課題 »
CNFについて解説した文章の続きを、最後の文の直後から書いてください。

しかし、5Gの本格活用やその先のBeyond 5G/6Gを見越すと、VNFでも十分でないと考えられている。5G以降の仮想ネットワークで期待されているのが「CNF」だ。
「CNF」はマイクロサービス化されたコンテナによりネットワークを構成すること
「CNF」は、VNFのコンセプトを継承しているが、VMの代わりにコンテナを利用するところが大きな違いだ。
VMはOSを包含したいわばPCのようなもので、多数のVMが物理サーバのハイパーバイザー(VMWareなど)上に構成される。コンテナも物理サーバに複数起動するが、コンテナにはOSがなく、ファイルシステムやメモリ、プロセス空間だけを持っている。物理サーバのOSを各コンテナが共用する仕組みだ。VNFにおけるOpenStackに対応するのが、今や業界標準となった「Kubernetes」で、コンテナの起動や停止などの管理、運用を自動化できる。

提供データ »
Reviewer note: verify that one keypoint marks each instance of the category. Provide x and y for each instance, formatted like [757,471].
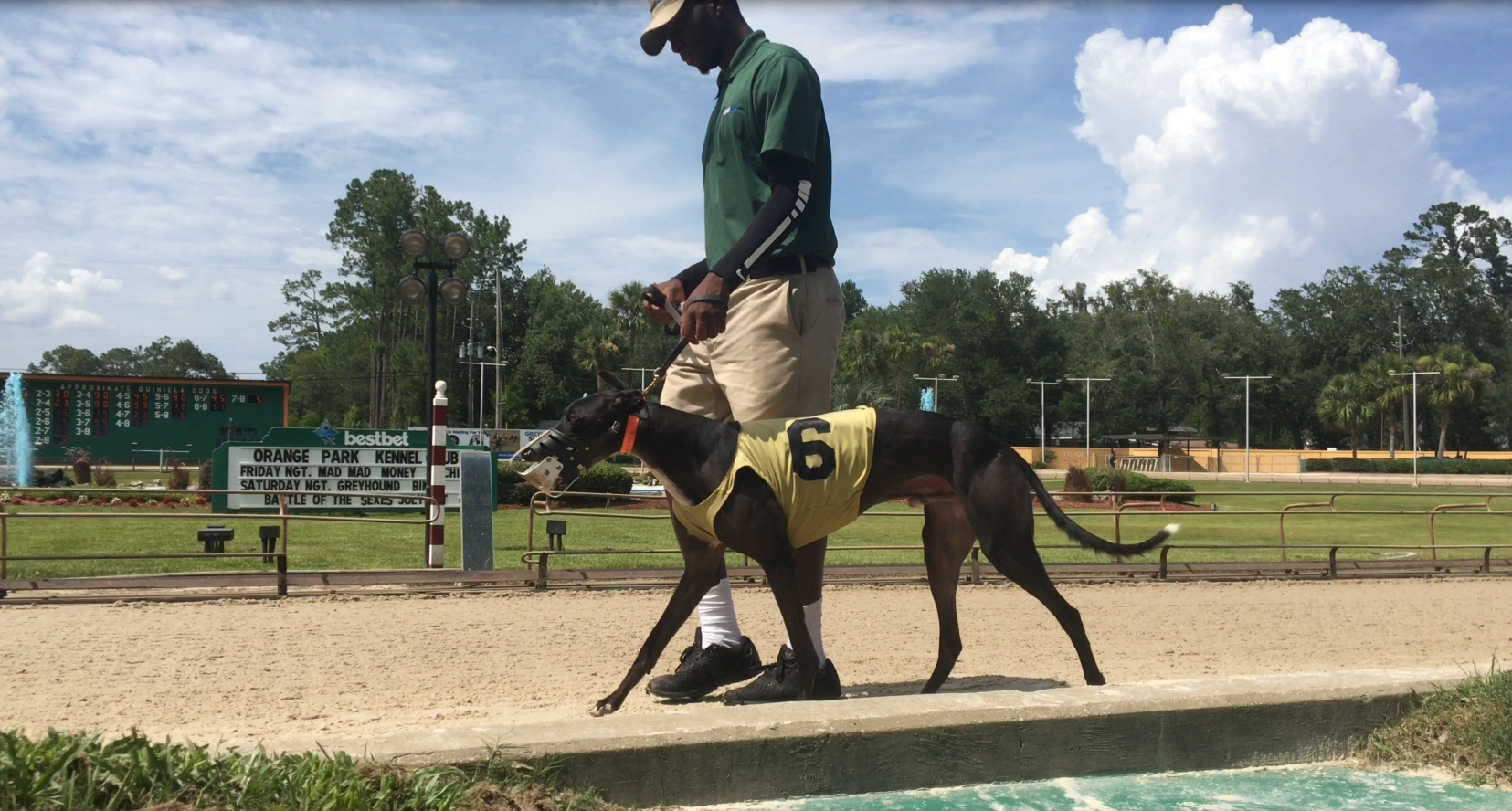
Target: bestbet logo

解答例 »
コンテナは個別にOSを含まないためサイズが小さく、多数のコンテナを構成してもVMよりもリソースを消費しない。また構成に要する時間もVMよりもずっと短く、秒単位での起動が可能だ。
つまり、「CNF」はVNFよりも物理リソースをより有効に活用でき、ネットワーク機能の変更やネットワークリソースも迅速に調整できるのが大きなメリットだ。
「PNF」「VNF」「CNF」への推移のイメージを図2に、VMとコンテナの概念の違いを図3に示す。
マイクロサービスとの相性がいいコンテナ
コンテナはOSの分だけコンパクトになったVMのように見えるが、実際にコンテナで実行されるのは1つのプロセスだけだ。アプリケーションが格納されるといっても、多くの機能を備えたビジネスアプリケーションのようなものではなく、アプリケーションから要素を切り出した、ごく小さな単位の機能を実現する。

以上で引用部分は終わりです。